Selection:
>>>>>
Finch is based in a post-apocalyptic, sand storm-ravaged future world where Tom Hanks roams the land accompanied by a personable robot and a loyal pooch. A story of courage and adversity—with maximum cuteness. If this were another film, and another actor, the protagonist may have been the age-old lone warrior alpha male, following in the footsteps of Max Rockatansky, the Man With No Name and Will Smith from I am Legend (because nobody remembers his character’s name—Robert Neville—just as nobody remembers the name of any virologist in motion picture history).
“Warrior” however implies a person who gets their hands dirty, and that is not Tom Hanks’ style; his hands are dirty only in the literal sense. The avuncular superstar is a figure of clean, aw-shucks apolitical decency (his generation’s James Stewart) who is the concerned captain, not the cowboy killer. We hardly needed to be reminded that Hanks is a gosh-darn yankee hero—but nevertheless the film, starring Hanks as the titular inventor, begins with him venturing into a decrepit supermarket, in a city turned into a desert-like wasteland, while whistling and singing American Pie.
<<<<<
Recorded information:
>>>>>
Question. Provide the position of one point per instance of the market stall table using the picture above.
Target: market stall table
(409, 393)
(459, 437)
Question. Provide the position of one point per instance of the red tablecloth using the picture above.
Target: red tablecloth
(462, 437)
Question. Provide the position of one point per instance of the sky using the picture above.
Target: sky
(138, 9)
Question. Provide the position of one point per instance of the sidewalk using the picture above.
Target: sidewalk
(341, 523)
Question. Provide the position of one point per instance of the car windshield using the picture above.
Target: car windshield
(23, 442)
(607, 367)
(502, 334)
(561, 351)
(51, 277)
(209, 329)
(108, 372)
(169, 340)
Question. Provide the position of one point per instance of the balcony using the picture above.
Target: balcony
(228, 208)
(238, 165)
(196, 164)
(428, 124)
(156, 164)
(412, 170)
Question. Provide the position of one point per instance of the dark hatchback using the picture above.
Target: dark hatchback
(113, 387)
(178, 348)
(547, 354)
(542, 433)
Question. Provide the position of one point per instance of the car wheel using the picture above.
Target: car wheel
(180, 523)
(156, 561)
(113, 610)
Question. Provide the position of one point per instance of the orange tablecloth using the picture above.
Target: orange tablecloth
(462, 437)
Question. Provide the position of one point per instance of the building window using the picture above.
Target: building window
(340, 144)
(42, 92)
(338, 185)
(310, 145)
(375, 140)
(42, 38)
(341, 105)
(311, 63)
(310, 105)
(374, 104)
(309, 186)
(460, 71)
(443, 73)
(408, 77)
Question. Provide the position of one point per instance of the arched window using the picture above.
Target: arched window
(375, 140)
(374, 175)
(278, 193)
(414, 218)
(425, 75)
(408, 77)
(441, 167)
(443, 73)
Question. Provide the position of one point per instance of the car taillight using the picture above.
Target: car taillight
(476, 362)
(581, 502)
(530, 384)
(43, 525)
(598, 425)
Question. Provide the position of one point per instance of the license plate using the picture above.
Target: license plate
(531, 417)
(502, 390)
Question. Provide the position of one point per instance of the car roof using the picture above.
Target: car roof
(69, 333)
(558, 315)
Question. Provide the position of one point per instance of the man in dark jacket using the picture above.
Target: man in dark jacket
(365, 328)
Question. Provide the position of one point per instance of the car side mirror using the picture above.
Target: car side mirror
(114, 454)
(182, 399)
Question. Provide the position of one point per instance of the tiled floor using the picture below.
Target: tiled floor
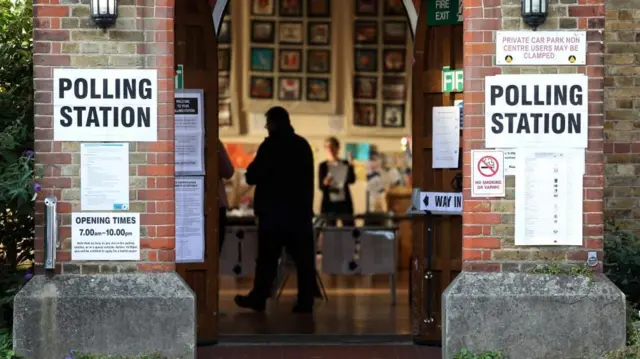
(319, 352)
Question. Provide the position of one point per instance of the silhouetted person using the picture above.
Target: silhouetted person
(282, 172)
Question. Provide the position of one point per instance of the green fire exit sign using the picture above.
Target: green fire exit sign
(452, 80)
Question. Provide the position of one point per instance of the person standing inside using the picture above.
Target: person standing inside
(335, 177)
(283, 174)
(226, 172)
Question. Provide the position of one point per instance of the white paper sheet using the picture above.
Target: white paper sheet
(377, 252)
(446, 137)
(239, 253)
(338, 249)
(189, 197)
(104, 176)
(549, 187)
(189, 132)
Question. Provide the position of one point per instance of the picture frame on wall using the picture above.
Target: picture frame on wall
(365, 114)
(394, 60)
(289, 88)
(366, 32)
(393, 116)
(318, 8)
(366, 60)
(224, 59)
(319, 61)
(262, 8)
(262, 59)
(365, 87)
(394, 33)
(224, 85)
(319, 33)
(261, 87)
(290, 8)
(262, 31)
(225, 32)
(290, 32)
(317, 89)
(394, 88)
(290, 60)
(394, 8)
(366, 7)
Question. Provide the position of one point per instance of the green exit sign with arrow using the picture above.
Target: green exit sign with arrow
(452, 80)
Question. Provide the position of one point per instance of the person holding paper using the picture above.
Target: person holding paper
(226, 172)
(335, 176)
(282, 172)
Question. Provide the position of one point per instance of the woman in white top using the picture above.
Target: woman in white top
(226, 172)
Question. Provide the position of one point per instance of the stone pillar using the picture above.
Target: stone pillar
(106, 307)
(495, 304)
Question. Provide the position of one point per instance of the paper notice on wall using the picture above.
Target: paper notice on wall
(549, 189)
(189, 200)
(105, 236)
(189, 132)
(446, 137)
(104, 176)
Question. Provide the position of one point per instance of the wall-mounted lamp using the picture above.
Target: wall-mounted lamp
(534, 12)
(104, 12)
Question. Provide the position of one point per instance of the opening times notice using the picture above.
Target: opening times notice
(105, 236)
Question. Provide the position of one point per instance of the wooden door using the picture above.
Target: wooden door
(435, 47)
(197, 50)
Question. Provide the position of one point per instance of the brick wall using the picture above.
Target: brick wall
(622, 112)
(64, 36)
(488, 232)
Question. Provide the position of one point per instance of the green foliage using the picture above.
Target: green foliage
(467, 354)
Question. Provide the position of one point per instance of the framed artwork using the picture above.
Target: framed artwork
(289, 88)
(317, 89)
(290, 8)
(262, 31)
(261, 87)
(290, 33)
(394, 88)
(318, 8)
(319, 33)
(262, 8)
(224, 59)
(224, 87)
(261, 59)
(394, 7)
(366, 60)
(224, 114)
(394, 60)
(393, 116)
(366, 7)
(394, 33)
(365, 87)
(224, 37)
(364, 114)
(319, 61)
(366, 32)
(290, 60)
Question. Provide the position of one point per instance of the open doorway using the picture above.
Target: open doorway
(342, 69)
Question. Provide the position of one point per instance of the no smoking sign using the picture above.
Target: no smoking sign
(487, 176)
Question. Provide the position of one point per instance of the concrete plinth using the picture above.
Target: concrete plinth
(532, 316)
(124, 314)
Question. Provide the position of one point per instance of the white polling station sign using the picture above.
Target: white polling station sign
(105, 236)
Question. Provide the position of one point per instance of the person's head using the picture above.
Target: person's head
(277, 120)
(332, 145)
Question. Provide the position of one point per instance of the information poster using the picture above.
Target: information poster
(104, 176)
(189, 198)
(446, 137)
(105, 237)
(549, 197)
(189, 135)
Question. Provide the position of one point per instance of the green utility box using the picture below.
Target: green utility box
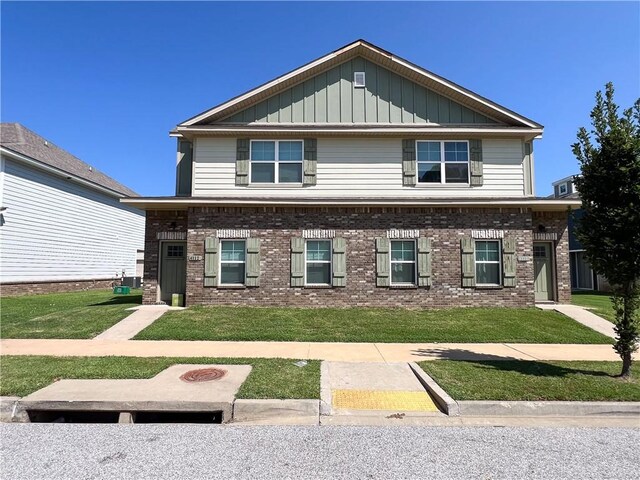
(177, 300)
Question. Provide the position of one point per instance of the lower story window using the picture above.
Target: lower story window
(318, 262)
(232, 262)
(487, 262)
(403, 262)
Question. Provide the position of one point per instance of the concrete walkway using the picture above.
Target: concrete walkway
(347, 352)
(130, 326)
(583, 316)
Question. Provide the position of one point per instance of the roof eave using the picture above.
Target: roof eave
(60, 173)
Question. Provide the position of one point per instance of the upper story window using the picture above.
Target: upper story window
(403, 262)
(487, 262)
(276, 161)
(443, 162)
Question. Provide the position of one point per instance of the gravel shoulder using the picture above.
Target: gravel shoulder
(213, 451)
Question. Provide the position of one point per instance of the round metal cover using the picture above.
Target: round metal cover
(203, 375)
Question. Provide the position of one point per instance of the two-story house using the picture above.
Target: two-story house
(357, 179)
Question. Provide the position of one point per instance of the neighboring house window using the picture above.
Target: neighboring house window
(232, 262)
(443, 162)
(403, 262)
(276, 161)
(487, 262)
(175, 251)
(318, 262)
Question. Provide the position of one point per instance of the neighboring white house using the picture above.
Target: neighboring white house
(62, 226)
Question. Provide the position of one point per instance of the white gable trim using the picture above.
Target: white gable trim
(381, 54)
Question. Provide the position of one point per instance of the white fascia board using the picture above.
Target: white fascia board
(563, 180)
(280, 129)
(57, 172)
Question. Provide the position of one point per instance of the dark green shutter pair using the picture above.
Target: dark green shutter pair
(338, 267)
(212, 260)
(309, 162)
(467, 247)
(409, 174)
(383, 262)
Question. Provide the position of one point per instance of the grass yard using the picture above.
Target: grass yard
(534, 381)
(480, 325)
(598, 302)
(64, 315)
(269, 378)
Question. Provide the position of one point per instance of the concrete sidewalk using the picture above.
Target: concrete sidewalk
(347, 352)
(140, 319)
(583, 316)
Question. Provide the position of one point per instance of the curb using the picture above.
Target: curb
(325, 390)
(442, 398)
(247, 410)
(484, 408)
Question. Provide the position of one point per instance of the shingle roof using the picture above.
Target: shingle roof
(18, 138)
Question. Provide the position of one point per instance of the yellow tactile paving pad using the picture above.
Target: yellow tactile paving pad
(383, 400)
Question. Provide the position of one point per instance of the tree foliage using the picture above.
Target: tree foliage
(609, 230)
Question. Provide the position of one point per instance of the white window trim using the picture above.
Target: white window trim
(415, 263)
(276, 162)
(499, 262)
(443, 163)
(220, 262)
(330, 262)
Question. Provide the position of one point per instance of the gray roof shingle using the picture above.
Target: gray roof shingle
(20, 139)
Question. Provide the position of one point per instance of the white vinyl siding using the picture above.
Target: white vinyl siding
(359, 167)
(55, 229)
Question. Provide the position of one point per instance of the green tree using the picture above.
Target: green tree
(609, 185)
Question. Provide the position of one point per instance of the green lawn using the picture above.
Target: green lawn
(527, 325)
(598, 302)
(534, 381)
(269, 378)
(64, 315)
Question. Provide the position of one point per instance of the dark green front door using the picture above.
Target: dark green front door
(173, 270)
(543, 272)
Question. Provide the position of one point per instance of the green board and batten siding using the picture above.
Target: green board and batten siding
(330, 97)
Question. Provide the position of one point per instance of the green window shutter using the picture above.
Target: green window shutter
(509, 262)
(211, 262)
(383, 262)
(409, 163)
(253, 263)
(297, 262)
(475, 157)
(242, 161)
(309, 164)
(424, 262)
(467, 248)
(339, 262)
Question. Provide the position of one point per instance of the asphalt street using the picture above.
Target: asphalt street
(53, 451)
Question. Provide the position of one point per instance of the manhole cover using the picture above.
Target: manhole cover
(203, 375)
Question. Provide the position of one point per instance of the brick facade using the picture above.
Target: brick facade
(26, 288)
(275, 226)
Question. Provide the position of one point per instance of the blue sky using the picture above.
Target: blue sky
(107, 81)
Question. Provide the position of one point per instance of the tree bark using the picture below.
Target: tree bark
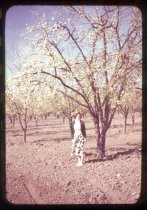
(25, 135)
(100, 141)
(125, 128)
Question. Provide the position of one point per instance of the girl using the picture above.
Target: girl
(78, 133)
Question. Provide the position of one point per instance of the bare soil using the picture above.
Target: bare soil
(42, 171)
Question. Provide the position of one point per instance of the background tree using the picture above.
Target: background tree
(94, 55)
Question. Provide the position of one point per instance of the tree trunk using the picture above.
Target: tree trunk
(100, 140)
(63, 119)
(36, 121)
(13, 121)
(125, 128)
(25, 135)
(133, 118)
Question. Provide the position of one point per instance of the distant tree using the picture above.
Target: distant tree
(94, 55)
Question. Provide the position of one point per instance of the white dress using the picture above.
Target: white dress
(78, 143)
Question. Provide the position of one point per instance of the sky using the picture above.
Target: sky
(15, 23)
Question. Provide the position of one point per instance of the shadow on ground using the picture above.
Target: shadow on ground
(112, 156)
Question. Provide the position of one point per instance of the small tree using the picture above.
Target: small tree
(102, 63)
<<<<<
>>>>>
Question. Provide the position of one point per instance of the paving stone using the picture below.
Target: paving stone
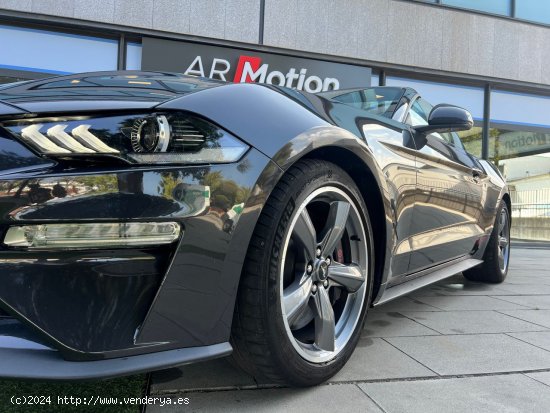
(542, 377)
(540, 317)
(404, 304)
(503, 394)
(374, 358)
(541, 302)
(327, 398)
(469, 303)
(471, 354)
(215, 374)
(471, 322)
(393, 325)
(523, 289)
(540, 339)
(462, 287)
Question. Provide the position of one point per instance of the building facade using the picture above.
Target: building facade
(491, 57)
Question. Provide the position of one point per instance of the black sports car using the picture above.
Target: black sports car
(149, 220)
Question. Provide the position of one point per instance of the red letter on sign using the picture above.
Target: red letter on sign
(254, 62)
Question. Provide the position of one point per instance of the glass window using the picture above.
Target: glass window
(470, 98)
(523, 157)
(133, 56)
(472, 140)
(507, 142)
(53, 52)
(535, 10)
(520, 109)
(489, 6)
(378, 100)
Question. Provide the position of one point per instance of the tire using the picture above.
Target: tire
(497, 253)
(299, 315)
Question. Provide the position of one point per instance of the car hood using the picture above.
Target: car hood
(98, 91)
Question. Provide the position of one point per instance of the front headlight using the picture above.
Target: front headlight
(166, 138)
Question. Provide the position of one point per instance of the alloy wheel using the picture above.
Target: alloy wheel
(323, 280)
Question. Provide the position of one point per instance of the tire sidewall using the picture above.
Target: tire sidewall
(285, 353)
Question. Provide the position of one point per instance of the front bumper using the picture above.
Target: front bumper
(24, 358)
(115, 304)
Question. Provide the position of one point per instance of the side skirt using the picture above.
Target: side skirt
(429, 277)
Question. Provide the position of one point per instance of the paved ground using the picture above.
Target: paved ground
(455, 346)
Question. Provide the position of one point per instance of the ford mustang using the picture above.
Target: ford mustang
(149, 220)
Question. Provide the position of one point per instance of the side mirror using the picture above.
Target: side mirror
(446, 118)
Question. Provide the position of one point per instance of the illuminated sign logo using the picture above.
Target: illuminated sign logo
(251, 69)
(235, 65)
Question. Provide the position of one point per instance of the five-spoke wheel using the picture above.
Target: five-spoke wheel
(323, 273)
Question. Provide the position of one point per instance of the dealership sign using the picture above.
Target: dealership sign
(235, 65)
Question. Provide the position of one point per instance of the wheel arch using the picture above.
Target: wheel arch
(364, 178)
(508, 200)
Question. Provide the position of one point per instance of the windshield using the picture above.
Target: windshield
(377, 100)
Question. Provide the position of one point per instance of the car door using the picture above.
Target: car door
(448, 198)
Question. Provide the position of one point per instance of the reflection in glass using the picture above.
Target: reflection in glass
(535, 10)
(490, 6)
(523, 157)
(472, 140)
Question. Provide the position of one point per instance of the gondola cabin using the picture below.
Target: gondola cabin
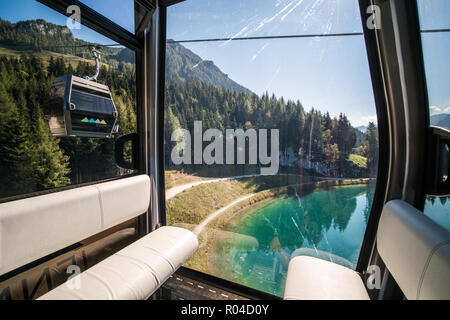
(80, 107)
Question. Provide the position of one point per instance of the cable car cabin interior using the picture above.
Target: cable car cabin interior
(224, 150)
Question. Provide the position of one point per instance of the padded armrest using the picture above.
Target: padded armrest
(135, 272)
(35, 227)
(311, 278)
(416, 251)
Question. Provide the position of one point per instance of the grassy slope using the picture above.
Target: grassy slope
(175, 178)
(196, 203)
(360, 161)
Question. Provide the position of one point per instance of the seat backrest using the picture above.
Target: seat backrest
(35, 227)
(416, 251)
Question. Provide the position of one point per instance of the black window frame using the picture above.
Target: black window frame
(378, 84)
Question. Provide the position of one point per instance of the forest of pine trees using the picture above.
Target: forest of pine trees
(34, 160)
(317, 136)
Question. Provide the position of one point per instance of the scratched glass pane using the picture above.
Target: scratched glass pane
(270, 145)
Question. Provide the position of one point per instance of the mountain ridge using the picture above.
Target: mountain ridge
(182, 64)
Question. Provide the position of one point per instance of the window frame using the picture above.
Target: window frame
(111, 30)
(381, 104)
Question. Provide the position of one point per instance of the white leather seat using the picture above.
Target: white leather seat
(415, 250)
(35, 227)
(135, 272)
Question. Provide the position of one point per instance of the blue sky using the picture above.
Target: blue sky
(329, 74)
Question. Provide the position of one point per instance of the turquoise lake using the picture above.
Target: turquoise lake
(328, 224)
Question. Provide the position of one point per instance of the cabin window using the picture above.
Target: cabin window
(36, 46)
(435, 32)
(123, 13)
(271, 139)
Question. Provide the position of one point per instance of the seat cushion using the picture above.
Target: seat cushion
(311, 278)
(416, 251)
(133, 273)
<<<<<
Tasks:
(1) Rewrite the passage of the Finch review starting at "Finch is based" and ending at "motion picture history).", substituting "android" for "robot".
(2) List every actor named in the Finch review.

Responses to the exercise:
(1)
Finch is based in a post-apocalyptic, sand storm-ravaged future world where Tom Hanks roams the land accompanied by a personable android and a loyal pooch. A story of courage and adversity—with maximum cuteness. If this were another film, and another actor, the protagonist may have been the age-old lone warrior alpha male, following in the footsteps of Max Rockatansky, the Man With No Name and Will Smith from I am Legend (because nobody remembers his character’s name—Robert Neville—just as nobody remembers the name of any virologist in motion picture history).

(2) Tom Hanks, Will Smith, James Stewart